STATED PROBLEM: The data must be written out once more, precisely as given.
#### DATA FOR THE TASK
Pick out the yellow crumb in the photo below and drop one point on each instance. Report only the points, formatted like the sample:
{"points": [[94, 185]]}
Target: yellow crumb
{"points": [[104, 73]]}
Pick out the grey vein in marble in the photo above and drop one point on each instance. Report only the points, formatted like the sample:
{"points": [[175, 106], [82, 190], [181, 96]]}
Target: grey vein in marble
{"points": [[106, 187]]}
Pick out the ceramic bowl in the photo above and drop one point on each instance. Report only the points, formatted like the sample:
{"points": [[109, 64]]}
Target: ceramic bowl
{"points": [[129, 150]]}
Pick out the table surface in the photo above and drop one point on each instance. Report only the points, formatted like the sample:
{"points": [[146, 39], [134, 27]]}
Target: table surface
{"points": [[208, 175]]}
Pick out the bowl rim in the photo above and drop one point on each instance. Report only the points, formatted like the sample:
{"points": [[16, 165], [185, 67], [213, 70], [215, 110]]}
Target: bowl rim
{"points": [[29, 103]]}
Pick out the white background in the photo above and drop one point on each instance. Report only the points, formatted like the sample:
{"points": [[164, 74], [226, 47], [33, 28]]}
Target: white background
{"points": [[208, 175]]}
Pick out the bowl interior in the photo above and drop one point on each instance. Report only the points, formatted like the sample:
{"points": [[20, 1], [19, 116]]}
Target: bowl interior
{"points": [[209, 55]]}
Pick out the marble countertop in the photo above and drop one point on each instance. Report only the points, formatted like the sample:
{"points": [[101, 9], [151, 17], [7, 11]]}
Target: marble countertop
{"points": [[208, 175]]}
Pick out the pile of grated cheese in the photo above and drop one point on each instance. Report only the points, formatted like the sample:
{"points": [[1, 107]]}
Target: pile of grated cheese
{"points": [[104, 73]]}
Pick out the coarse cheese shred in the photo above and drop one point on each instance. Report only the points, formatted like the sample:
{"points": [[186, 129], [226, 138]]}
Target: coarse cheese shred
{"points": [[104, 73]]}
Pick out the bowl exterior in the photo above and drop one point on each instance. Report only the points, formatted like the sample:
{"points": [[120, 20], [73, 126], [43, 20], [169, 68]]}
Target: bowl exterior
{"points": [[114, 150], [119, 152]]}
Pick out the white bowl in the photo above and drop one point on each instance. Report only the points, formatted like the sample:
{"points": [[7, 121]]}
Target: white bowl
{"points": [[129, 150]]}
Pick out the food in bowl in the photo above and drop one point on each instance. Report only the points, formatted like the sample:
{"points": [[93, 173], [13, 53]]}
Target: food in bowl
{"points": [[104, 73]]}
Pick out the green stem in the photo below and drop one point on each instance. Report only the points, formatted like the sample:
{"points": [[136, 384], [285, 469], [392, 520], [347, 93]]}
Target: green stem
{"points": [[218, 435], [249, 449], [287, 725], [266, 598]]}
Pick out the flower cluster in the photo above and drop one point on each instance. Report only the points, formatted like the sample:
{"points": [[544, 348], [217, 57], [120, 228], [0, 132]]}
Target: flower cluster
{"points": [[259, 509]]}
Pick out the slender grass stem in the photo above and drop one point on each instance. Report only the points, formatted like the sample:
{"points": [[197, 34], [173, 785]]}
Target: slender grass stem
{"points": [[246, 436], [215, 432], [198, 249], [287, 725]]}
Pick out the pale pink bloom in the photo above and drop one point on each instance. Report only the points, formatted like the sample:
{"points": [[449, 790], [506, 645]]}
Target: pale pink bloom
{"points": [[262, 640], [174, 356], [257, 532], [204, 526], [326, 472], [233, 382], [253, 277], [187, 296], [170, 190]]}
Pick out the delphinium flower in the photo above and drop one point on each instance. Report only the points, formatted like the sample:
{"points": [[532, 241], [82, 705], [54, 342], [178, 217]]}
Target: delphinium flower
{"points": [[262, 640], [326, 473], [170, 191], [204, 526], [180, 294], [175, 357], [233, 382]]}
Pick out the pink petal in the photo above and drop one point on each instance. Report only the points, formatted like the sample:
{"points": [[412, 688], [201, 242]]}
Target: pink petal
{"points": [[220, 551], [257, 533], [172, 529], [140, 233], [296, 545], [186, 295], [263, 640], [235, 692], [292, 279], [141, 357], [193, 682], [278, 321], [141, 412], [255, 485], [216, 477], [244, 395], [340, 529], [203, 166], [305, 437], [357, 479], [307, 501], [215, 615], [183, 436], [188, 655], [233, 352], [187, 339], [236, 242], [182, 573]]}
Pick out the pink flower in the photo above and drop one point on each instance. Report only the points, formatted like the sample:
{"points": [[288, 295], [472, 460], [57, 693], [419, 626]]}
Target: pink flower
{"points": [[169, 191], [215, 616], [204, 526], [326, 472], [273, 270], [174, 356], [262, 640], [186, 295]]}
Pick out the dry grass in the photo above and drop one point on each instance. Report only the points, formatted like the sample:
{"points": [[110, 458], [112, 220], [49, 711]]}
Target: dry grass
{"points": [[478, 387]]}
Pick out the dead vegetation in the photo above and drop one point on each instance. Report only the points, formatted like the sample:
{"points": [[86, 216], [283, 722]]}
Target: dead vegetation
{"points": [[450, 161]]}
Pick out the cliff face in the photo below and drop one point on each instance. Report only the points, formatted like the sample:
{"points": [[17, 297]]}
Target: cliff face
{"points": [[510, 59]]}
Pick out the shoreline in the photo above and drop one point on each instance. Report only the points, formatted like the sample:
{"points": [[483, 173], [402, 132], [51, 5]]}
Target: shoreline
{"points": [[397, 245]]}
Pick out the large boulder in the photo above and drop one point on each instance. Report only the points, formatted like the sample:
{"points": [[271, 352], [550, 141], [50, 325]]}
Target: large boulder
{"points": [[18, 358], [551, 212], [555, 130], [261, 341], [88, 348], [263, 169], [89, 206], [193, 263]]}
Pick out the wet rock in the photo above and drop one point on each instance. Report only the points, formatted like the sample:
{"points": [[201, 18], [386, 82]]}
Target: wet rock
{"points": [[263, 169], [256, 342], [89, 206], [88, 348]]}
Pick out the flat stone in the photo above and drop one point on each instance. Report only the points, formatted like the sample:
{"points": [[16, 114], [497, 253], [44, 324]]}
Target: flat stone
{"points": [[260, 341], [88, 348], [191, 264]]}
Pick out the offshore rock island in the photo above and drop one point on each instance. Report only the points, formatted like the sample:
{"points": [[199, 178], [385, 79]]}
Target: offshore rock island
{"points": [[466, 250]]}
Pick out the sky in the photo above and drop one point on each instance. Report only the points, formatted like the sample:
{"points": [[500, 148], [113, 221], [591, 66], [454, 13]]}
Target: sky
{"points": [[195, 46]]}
########
EXPECTED ANSWER:
Pick out the yellow crumb in the photo below and drop one point on each instance. Report only the points, formatted like the sample:
{"points": [[94, 185]]}
Target: yellow crumb
{"points": [[104, 73]]}
Pick out the grey vein in marble in the photo above and drop one point on each instance. Report only the points, formatted like the sample:
{"points": [[175, 106], [82, 190], [181, 96]]}
Target: grey vein in marble
{"points": [[106, 187]]}
Pick out the ceramic bowl in the photo above and drop one point on each instance. Report only the points, formatted like the sample:
{"points": [[109, 64]]}
Target: ceramic bowl
{"points": [[129, 150]]}
Pick out the table surface in the photo above and drop one point on each instance. Report only the points, formatted like the sample:
{"points": [[146, 39], [134, 27]]}
Target: table surface
{"points": [[208, 175]]}
Pick out the bowl rim in the photo above and drop one point on each instance. Report only the points, formatted like the sample:
{"points": [[16, 165], [185, 67], [213, 70], [215, 110]]}
Target: bowl rim
{"points": [[29, 103]]}
Pick out the white background in the photo above and drop one point on each instance. Report only the points, formatted like the sample:
{"points": [[164, 74], [226, 47], [33, 28]]}
Target: white background
{"points": [[208, 175]]}
Pick out the bowl interior in the photo above and drop one point on each instance. Report only the points, formatted like the sample:
{"points": [[20, 1], [19, 116]]}
Target: bowl interior
{"points": [[209, 55]]}
Pick out the marble countertop in the photo above and drop one point on each instance. Report only the points, formatted like the sample:
{"points": [[101, 9], [151, 17], [7, 11]]}
Target: marble countertop
{"points": [[208, 175]]}
Pick out the pile of grated cheese in the photo above and drop one point on each instance. Report only the points, formatted like the sample:
{"points": [[1, 107]]}
Target: pile of grated cheese
{"points": [[104, 73]]}
Pick out the coarse cheese shred in the photo above and drop one point on each instance. Report only the points, formatted like the sample:
{"points": [[186, 129], [226, 138]]}
Target: coarse cheese shred
{"points": [[104, 73]]}
Pick out the bowl exterior in the photo above and drop one point on each instance. Report only the points, formatted like the sample:
{"points": [[120, 20], [73, 126], [43, 20], [169, 68]]}
Target: bowl exterior
{"points": [[114, 150], [119, 152]]}
Pick out the white bowl in the photo above and drop one point on each instance. Report only the points, formatted like the sample:
{"points": [[7, 121]]}
Target: white bowl
{"points": [[129, 150]]}
Pick out the food in bowl in the photo above and drop one point on each instance. Report only the points, formatted like the sample:
{"points": [[93, 173], [13, 53]]}
Target: food in bowl
{"points": [[104, 73]]}
Pick out the green stem in the photo below and drop one point on each instance. Report only the points, formatted like the sample:
{"points": [[136, 384], [285, 469], [392, 520], [347, 93]]}
Target: green stem
{"points": [[218, 435], [249, 449], [287, 725], [266, 598]]}
Pick out the flower cluster in the photo above and drop one point on each instance. Report only the points, formatted like the sample:
{"points": [[544, 348], [217, 57], [120, 228], [0, 132]]}
Target: flower cluster
{"points": [[259, 509]]}
Pick out the slender grass stem in the photo above and drop one point on each instance. Report only the points, formatted like the sample:
{"points": [[197, 34], [173, 785]]}
Target: slender grass stem
{"points": [[246, 436], [215, 432], [198, 249], [287, 725]]}
Pick out the pale pink bloom in the photo above and drop one point on each instance. Report only the points, formatted like the sample:
{"points": [[449, 790], [506, 645]]}
Target: pale pink bloom
{"points": [[262, 640], [174, 356], [257, 532], [204, 526], [326, 472], [233, 382], [253, 277], [187, 296], [170, 190]]}
Pick out the delphinium flower in the photo above and drop one point on each instance. Report only the points, formatted like the sample:
{"points": [[532, 241], [82, 705], [54, 342], [178, 217]]}
Target: delphinium flower
{"points": [[262, 640], [326, 473], [170, 191], [204, 526], [180, 294], [175, 357], [233, 382]]}
Pick out the pink petal in the photo above and drop one point on each instance. Report only the points, formatted like the sample:
{"points": [[412, 688], [201, 242]]}
Target: pink petal
{"points": [[220, 551], [257, 533], [172, 529], [140, 233], [296, 545], [186, 295], [263, 640], [235, 692], [292, 279], [141, 357], [193, 682], [278, 321], [141, 412], [255, 485], [216, 477], [244, 395], [340, 529], [203, 166], [305, 437], [357, 479], [307, 501], [215, 615], [183, 436], [188, 655], [233, 352], [187, 339], [236, 242], [182, 573]]}
Pick out the pink flower in the photo above and drop one point on each instance. Report only the points, formatted like the sample:
{"points": [[288, 295], [472, 460], [57, 693], [419, 626]]}
Target: pink flower
{"points": [[169, 191], [215, 616], [204, 526], [326, 472], [273, 270], [174, 356], [262, 640], [186, 295]]}
Pick out the dry grass in the photo above and drop one point on each instance. Report only the points, formatted like the sample:
{"points": [[110, 458], [112, 220], [49, 711]]}
Target: dry grass
{"points": [[478, 387]]}
Pick out the dead vegetation in the photo above and drop one point on each instance. Report only the points, formatted like the sample:
{"points": [[86, 216], [283, 722]]}
Target: dead vegetation
{"points": [[450, 161]]}
Pick out the cliff face in the photo below and drop one point on each instance. Report only the points, formatted like the sample:
{"points": [[17, 297]]}
Target: cliff face
{"points": [[510, 59]]}
Pick out the shoreline in the photo above and drop one point on each instance. Report only the points, formatted like the sample:
{"points": [[483, 173], [402, 132], [51, 5]]}
Target: shoreline
{"points": [[397, 245]]}
Pick out the large boulder in the photo above and drop one point on each instance. Report only the points, formatted like the sample:
{"points": [[271, 352], [550, 141], [50, 325]]}
Target: large boulder
{"points": [[18, 358], [551, 212], [555, 130], [261, 341], [88, 348], [263, 169], [89, 206], [193, 263]]}
Pick out the wet rock in the photo above and drop one point on each instance. Report only the points, formatted like the sample:
{"points": [[201, 18], [386, 82]]}
Target: wet rock
{"points": [[263, 169], [256, 342], [89, 206], [88, 348]]}
Pick out the flat stone in the photo above and drop one point on each instance. Report only the points, formatted like the sample:
{"points": [[16, 114], [497, 253], [44, 324]]}
Target: flat stone
{"points": [[260, 341], [88, 348], [191, 264]]}
Pick out the offshore rock island in the photo above and drop one point on each instance. Report only the points, formatted like the sample:
{"points": [[199, 178], [385, 79]]}
Target: offshore rock island
{"points": [[466, 250]]}
Pick out the sky in the photo above and drop one point on each instance. Report only the points, formatted like the sample:
{"points": [[500, 148], [113, 221], [591, 66], [454, 13]]}
Target: sky
{"points": [[195, 46]]}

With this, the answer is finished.